==== Texte fourni

RGPD, quatre lettres qui ont bousculé l’industrie mondiale des données
En imposant le 25 mai 2018 son règlement général européen sur la protection des données (RGPD), l’Europe a frappé un grand coup ressenti dans le monde entier, même si le consommateur a encore du mal à voir la différence.
Le RGPD a bâti un cadre juridique sans équivalent sur la planète, par l’ampleur des obligations qu’il impose aux entreprises, et l’ampleur des droits qu’il garantit aux internautes.
Il s’est imposé comme une référence mondiale en la matière, conduisant bon nombre de pays à l’extérieur de l’Europe à accélérer leurs propres travaux sur ce sujet.
La Californie, la Mecque de la numérisation de l’économie, est en train d’adopter une législation stricte sur les données personnelles.
En Asie, le Japon a complété sa législation pour arriver à un niveau équivalent au RGPD.
Les entreprises européennes, mais aussi des entreprises extra-européennes, ont dépensé des centaines de millions d’euros pour remettre de l’ordre dans leurs tentaculaires flux de données.
– Données “dupliquées dans tous les sens” –
“Beaucoup d’entreprises se heurtent à un problème majeur: leur système d’information a été conçu autour de services à rendre, mais pas autour de la donnée. Celle-ci est dupliquée sans arrêt dans tous les sens, envoyée chez des multitudes de prestataires et des fournisseurs…” explique à l’AFP Gérôme Billois, du cabinet Wavestone.
Aujourd’hui, “31% des entreprises n’arrivent toujours pas à mettre en place le droit à l’oubli” (droit à l’effacement des données personnelles prévu par le RGPD) “parce qu’elles ne savent pas avec précision où se trouvent ces données”, explique-t-il.
“On commence maintenant à rentrer dans l’opérationnel” de la mise en oeuvre du RGPD, confirme de son côté Jean-Michel Franco, directeur marketing produit de l’éditeur de logiciels français Talend.

========
==== Extrait de données

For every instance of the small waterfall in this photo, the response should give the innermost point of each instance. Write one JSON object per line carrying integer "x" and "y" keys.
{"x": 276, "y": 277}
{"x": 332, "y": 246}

========

Consigne écrite: Extrayez du texte sur le RGPD le passage qui va de « Il s’est imposé » jusqu'à « les données personnelles. », sans y changer un mot.

Tâche terminée:
Il s’est imposé comme une référence mondiale en la matière, conduisant bon nombre de pays à l’extérieur de l’Europe à accélérer leurs propres travaux sur ce sujet.
La Californie, la Mecque de la numérisation de l’économie, est en train d’adopter une législation stricte sur les données personnelles.